DATASET
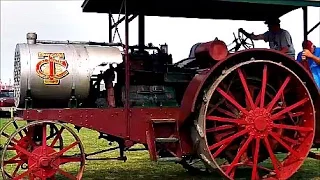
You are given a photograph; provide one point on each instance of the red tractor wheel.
(35, 156)
(257, 114)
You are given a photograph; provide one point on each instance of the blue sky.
(64, 20)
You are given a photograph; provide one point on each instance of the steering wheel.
(243, 40)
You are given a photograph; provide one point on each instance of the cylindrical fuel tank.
(50, 71)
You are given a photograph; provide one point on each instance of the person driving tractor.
(278, 38)
(311, 54)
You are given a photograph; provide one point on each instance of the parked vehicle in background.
(6, 101)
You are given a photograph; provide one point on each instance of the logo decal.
(52, 67)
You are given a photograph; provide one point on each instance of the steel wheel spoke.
(232, 101)
(231, 138)
(12, 160)
(287, 109)
(276, 137)
(255, 159)
(44, 136)
(223, 119)
(220, 128)
(16, 126)
(226, 112)
(273, 158)
(246, 89)
(264, 85)
(24, 151)
(279, 93)
(296, 128)
(221, 148)
(17, 169)
(30, 169)
(240, 153)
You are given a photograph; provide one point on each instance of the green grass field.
(138, 165)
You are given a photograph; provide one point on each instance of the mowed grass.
(139, 166)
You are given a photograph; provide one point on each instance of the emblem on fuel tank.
(52, 67)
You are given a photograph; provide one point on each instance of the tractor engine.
(61, 74)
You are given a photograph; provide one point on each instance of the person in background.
(311, 54)
(278, 38)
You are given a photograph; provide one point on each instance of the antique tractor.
(226, 109)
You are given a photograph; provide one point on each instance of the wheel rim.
(41, 160)
(259, 127)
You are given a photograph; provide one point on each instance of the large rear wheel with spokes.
(257, 120)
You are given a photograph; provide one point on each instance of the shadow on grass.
(145, 170)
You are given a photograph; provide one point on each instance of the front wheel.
(257, 116)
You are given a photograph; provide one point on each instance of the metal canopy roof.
(250, 10)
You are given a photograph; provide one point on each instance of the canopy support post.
(141, 31)
(313, 28)
(127, 70)
(305, 23)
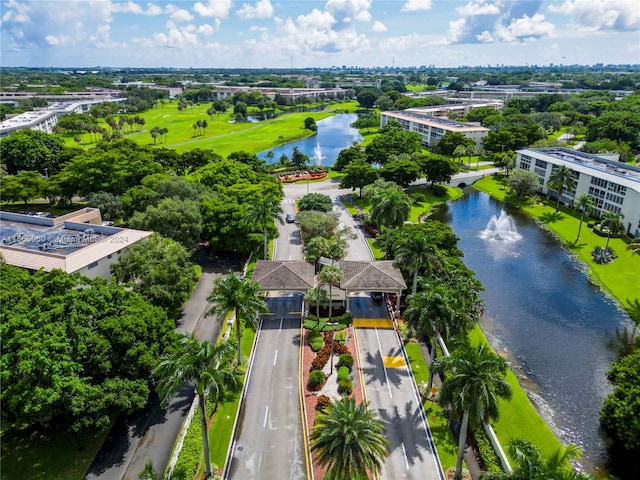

GOAL OF THE EXERCISE
Restate the data exactly, though only from the line that contains "the antique tractor." through its last line, both ends included and with the pictures left out.

EXPECTED ANSWER
You are given a photograph; provide one point on each instance of the antique tractor.
(226, 109)
You are given a photograph; provide one point on each instance of the wheel rim.
(41, 160)
(259, 127)
You are given a photograph; provide one point on each instance of the large rear wheel with spokes.
(257, 120)
You are given a photograph; provide one point on each instance of the shadow on grass.
(145, 170)
You are given a photograph; provide one point on each instance of the front wheel.
(257, 116)
You are given a photograph; provide one point on each instance of the metal canopy roof.
(250, 10)
You are given a photograph; provide one point on each instance of the canopy support post.
(141, 31)
(313, 28)
(127, 70)
(305, 23)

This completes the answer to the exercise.